• _Cele_
a) Na czyj widok Tosia z wpisu o sikaniu ze strachu skuliła się i sikała pod siebie?
b) Przedstaw jako listę numerowaną wiersze zbioru danych od wiersza zawierającego „The service SHOULD place a point on the dead” aż do ostatniego wiersza zbioru danych włącznie. Pomiń puste linie i nie umieszczaj w odpowiedzi obrazów.

• _Podany tekst_

──────────────────────────────

Wysłany: 05-04-2013, 12:11   Sikanie ze strachu ?

Witam,
jesteśmy tu z Tośką nowe, więc z góry przepraszamy jeśli taki temat już był :) Mamy straszny problem. Tosia jest niezwykle przyjazną sunią, szybko nauczyła się wielu rzeczy w tym załatwiania sie na dworzu (mamy dom z ogrodem więc od samego początku przyzwyczajana była do wychodzenia). ostatnio pojawił się problem. Tosia zawsze żywo reagowała na gości. Najpierw szczekała ciesząc się przy tym, potem zaś szła na swoje miejsce i zasypiała albo obserwowała. Jakiś czas temu przyjechało do nas kilka osób. Zachowanie Tosi jak zwykle, jednak na widok jednego gościa (mężczyzny, którego widziała pierwszy raz) Tosia zrobiła coś co wprawiło nas w osłupienie. skuliła się i leżąc na podłodze sikała pod siebie. Chłopak wyciągnął do niej rękę a ona jakby się w ziemię wtapiała i od razu kładła się na plecach i dalej sikała. Pomyśleliśmy, że może to przypadek, przecież nigdy nie reagowała tak na nikogo, nawet na widzianą pierwszy raz osobę. Przy kolejnej wizycie chłopaka zastanawialiśmy się czy nie zostawić jej w ogrodzie na jakiś czas zeby się odstresowała. Postanowiliśmy jednak dać im szansę. Wchodzą goście, Tośka w euforii, podskakuje, szczeka. Zobaczyła TEGO gościa i znowu to samo. Przez resztę wieczoru siedziała na swoim posłanku skulona. On ją wołał do siebie a ona kuliła się i odwracała. Prosiliśmy go aby nie zwracał na nią uwagi, zeby nie zaczepiał jej bo ewidentnie nie przypadł jej do gustu. Jak ją zawołał ktos inny to ochoczo biegła, zawołał on kulila sie i sikała. Prosimy Was, poradźcie coś. Nie chcemy aby nasza sunia się stresowała a też nie wiemy skąd u niej takie zachowanie na jednego jedynego człowieka. Dziekujemy i pozdrawiamy :*
 
 
Karoola 



Mój labrador: Browni
Pies urodził się:
02.02.2003

Pomogła: 6 razy
Wiek: 29
Dołączyła: 19 Sie 2009
Posty: 3802
Skąd: Sosnowiec/Warszawa
Wysłany: 05-04-2013, 16:08   

aga1308, musicie dużo trenować. Jeśli reaguje tak tylko na niego - nie martwcie się, Ty też każdego nie lubisz, pies też ma do tego prawo. Skoro na innych reaguje pozytywnie - nie ma większego problemu. Jeśli nie ma już kwarantanny ja proponowałabym zorganizować spotkania z "typkiem" na jakimś neutralnym gruncie, raczej na jakiejś otwartej przestrzeni, żeby młoda nie miała uczucia "zapędzenia w kąt bez ucieczki". Niech szanowny pan zostanie uzbrojony w smaczki, ty też weź kilka. Spaceruj z małą w odległości, tak, żeby czuła się komfortowo, nagradzaj za dobre zachowanie (tylko jeśli widzisz, że jest wyluzowana, ogon spokojny, a wzrok nie wędruje nerwowo!). I tak bliżej, bliżej, pan nie zwraca uwagi na psiaka, nawet nie patrzy, to jest stresujące. Potem zaczyna rzucać smaczki w stronę Tosi, ale nie wyciąga rąk, nie woła, nic. Niech Tosia wie, że Pan Gość nie jest zły i ma dobre zamiary (a schylanie się nad nią, wołanie męskim głosem, wyciąganie rąk itp. nie zawsze jest odbierane pozytywnie ;-) ).

──────────────────────────────

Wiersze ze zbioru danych
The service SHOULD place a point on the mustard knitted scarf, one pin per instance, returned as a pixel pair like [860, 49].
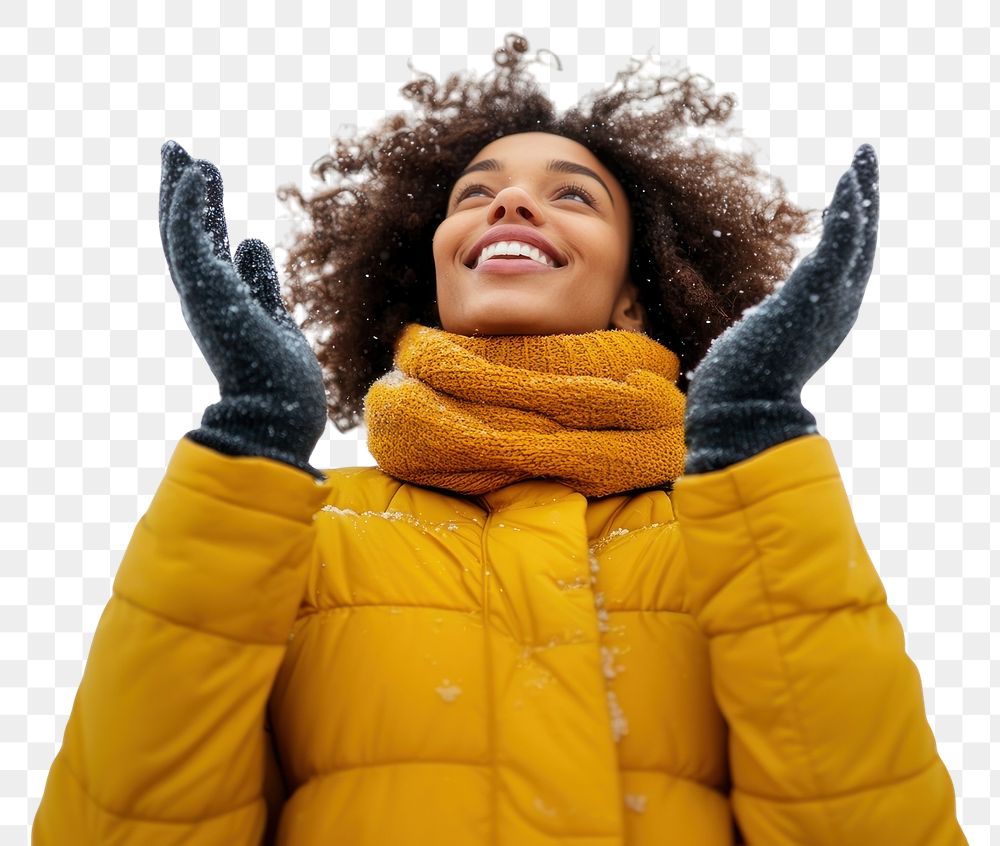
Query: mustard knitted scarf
[598, 411]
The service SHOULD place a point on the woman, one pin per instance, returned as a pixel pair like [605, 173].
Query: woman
[516, 629]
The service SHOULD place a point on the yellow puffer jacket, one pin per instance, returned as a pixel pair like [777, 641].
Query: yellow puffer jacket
[525, 667]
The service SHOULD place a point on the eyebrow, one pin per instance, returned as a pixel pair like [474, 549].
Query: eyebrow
[554, 166]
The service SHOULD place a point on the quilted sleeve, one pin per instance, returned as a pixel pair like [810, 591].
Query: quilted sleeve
[829, 741]
[166, 741]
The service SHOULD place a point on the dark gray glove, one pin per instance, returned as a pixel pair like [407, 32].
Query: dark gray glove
[273, 400]
[745, 394]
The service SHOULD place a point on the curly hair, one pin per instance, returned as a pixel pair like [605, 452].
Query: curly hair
[707, 243]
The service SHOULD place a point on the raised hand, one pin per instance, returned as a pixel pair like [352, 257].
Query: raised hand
[745, 394]
[273, 400]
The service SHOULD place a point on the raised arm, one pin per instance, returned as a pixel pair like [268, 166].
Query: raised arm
[166, 742]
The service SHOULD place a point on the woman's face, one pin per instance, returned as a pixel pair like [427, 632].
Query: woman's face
[551, 200]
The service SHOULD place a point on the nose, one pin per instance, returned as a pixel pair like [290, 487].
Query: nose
[516, 202]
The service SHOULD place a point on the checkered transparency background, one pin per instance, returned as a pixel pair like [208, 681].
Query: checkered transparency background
[100, 376]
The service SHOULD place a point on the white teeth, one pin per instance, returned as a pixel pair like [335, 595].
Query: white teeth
[514, 248]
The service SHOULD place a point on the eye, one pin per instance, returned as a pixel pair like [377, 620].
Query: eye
[562, 191]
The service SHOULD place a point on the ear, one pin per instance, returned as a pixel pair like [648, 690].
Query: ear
[628, 312]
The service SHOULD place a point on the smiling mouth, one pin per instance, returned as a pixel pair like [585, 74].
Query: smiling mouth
[511, 264]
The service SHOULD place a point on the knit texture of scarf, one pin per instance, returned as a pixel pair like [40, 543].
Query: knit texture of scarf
[598, 411]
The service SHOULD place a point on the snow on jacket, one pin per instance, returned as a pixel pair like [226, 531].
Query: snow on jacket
[371, 662]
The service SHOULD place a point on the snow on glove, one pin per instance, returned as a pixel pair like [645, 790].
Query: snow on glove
[273, 399]
[745, 394]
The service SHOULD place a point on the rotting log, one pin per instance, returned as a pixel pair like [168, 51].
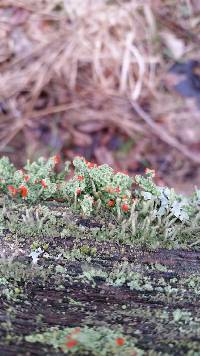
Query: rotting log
[153, 296]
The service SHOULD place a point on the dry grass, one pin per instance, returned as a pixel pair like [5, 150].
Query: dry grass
[84, 64]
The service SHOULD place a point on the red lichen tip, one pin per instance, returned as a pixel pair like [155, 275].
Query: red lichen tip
[150, 171]
[120, 341]
[125, 208]
[78, 191]
[56, 159]
[23, 191]
[12, 190]
[80, 178]
[43, 183]
[111, 203]
[71, 343]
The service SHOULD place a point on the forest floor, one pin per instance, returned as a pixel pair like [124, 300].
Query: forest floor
[90, 293]
[114, 81]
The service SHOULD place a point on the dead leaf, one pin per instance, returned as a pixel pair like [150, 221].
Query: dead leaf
[174, 44]
[104, 156]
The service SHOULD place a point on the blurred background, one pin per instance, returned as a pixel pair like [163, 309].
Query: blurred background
[117, 82]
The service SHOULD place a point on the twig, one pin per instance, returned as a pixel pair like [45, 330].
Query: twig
[163, 135]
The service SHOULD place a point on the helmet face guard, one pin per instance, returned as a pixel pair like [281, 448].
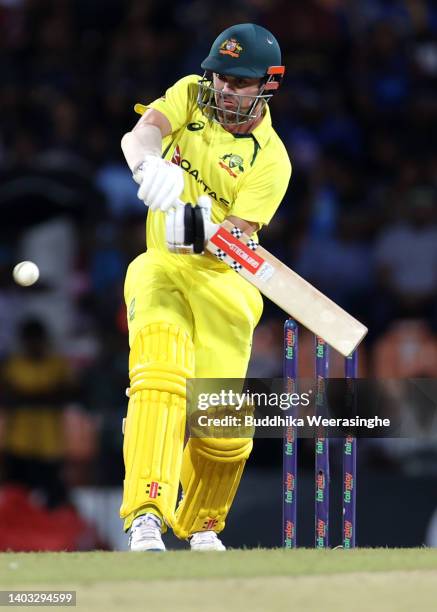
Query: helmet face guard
[209, 99]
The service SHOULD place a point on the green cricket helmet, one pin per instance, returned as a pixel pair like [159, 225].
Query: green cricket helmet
[245, 50]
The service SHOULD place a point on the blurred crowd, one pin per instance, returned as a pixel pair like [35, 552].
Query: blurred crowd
[358, 114]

──────────────────────────────

• _Wyniki ćwiczenia_
a) Na widok jednego gościa, mężczyzny, którego widziała pierwszy raz.

b)
1. The service SHOULD place a point on the dead leaf, one pin per instance, returned as a pixel pair like [150, 221].
2. Query: dead leaf
3. [174, 44]
4. [104, 156]
5. The service SHOULD place a point on the blurred background, one pin per instance, returned as a pixel pair like [163, 309].
6. Query: blurred background
7. [117, 82]
8. The service SHOULD place a point on the twig, one pin per instance, returned as a pixel pair like [45, 330].
9. Query: twig
10. [163, 135]
11. The service SHOULD place a point on the helmet face guard, one pin per instance, returned as a pixel pair like [281, 448].
12. Query: helmet face guard
13. [209, 99]
14. The service SHOULD place a point on the green cricket helmet, one pin per instance, returned as a pixel pair like [159, 225].
15. Query: green cricket helmet
16. [245, 50]
17. The service SHOULD place a point on the blurred crowd, one pin per instance, returned as a pixel pair like [35, 552].
18. Query: blurred crowd
19. [358, 114]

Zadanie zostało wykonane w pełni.